Region annotation entries:
□ □ □
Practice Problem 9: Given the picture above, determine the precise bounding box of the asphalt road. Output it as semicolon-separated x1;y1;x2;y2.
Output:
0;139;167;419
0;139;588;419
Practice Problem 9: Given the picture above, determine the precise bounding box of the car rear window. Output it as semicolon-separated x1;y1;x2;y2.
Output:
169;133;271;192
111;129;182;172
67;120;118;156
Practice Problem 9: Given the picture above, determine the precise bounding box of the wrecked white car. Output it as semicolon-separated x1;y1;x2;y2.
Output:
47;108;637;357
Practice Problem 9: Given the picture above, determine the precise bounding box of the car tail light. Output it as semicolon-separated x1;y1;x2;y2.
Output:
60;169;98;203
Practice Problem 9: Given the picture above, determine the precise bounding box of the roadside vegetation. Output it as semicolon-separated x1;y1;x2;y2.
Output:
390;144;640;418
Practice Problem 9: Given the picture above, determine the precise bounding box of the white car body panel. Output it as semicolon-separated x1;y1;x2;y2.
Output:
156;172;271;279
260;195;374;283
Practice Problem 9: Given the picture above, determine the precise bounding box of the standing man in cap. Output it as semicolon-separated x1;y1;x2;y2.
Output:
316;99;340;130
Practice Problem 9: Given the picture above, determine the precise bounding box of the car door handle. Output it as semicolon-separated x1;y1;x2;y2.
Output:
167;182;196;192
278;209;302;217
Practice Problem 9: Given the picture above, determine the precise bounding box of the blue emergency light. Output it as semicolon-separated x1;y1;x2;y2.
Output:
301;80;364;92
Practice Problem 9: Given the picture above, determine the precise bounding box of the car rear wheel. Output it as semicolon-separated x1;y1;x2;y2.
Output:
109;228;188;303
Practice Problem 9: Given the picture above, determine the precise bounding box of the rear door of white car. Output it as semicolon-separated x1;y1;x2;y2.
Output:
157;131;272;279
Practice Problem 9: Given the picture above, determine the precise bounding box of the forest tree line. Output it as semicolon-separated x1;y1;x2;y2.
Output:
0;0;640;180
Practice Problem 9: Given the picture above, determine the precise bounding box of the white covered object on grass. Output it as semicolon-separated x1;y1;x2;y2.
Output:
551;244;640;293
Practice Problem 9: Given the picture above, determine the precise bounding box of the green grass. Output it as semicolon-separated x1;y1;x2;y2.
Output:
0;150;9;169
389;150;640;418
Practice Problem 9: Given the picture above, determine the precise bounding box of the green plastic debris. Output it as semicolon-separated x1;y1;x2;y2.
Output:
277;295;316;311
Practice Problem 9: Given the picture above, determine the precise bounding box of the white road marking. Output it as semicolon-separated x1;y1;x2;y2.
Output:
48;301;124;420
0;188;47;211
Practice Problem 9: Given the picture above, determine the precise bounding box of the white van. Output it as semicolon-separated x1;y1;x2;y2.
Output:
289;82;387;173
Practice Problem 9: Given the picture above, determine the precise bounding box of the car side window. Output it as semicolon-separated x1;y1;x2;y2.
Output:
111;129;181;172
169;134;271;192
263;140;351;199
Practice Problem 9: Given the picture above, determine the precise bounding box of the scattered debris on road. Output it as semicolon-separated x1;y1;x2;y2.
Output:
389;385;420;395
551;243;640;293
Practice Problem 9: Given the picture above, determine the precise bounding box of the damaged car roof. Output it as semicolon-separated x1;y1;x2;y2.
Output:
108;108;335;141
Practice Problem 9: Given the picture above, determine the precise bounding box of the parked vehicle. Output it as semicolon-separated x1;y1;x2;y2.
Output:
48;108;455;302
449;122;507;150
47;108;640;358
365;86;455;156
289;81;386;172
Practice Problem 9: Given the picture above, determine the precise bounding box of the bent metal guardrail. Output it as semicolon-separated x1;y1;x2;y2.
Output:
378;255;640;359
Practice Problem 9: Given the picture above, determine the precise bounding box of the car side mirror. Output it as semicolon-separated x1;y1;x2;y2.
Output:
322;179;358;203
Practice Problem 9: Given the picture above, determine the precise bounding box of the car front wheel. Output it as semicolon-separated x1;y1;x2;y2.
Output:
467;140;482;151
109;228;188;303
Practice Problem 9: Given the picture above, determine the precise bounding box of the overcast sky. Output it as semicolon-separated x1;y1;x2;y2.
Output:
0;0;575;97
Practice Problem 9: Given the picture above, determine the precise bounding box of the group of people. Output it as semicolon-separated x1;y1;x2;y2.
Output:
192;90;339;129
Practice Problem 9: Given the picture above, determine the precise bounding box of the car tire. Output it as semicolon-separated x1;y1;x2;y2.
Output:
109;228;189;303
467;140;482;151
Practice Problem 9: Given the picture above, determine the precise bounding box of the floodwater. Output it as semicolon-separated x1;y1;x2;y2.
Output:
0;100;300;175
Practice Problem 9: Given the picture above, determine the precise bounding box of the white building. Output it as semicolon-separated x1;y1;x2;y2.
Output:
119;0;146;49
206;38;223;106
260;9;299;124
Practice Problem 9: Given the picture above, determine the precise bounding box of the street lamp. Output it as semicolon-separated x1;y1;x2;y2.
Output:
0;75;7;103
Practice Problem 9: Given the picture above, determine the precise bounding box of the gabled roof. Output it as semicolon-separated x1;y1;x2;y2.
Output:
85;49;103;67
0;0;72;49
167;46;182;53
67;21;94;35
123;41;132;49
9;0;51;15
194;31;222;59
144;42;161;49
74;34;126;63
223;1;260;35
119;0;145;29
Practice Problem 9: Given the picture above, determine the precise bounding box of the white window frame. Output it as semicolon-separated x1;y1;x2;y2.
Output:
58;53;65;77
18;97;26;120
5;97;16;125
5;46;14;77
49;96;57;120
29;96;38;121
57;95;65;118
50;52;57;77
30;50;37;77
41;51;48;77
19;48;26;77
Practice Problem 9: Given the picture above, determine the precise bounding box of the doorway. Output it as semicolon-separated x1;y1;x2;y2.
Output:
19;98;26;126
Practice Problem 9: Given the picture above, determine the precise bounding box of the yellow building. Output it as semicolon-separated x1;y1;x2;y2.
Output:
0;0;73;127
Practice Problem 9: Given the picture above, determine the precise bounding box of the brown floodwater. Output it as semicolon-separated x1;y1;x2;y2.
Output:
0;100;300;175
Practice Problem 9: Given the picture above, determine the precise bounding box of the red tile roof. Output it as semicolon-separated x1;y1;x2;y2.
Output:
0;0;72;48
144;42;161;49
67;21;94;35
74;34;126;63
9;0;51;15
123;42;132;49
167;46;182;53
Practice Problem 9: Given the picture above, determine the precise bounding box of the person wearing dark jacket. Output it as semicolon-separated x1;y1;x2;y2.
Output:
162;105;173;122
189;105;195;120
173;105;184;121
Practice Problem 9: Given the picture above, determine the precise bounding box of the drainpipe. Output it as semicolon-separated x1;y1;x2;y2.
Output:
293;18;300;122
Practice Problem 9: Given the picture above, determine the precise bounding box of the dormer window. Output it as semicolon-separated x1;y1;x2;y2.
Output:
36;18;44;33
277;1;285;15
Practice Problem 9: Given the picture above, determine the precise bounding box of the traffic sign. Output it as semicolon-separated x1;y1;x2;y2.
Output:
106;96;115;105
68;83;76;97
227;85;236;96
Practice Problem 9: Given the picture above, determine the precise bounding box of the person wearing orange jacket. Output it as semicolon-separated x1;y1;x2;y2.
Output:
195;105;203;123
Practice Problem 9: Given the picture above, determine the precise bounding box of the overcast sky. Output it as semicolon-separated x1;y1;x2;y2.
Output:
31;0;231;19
□ □ □
Can you rewrite the listing above, requests included, starting at its first line and stopping after the line that contains "278;209;302;217", with every bounding-box coordinate in the answers raised by 111 and the requests left unchanged?

COMPLETE OUTPUT
Practice Problem 9: Given the picture above, determine the precise bounding box of the asphalt road. Output it as semicolon-separated x1;y1;x2;y2.
Output:
111;250;278;530
111;250;699;530
Practice Problem 9: Given the picture above, determine the precise bounding box of the car rear window. Output it as semicolon-separated x1;y1;x2;y2.
Output:
280;244;382;303
222;240;293;283
178;231;229;267
Practice Problem 9: Given the picture above, determine the precise bounding box of the wrecked white car. Output it as semicolon-separated x1;y1;x2;y2.
Output:
158;219;748;468
Practice Problem 9: Given the picture above, determine the precise bounding box of the car tail light. Output it as semicolon-separated x1;y1;x2;y2.
Output:
171;280;209;314
Practice Problem 9: Given the picture above, determine the precise bounding box of the roadside vegetation. Output it as semicolon-separated x1;y1;x2;y2.
Output:
501;255;751;529
Practice Problem 9: Given the picture above, determine the precise bounding box of the white car body panel. Output it as semicolon-separated x1;y1;x2;y2.
Output:
267;283;382;390
371;306;485;394
Practice Problem 9: Given the picture above, determine the precise bounding box of the standing man in cap. Output it as semicolon-separated x1;y1;x2;y2.
Output:
427;210;451;241
Practice Problem 9: Given the picture above, determine the precise bounding box of the car door handle. Output it as semicolon-separated x1;y1;x2;y2.
Output:
278;293;307;303
389;320;413;328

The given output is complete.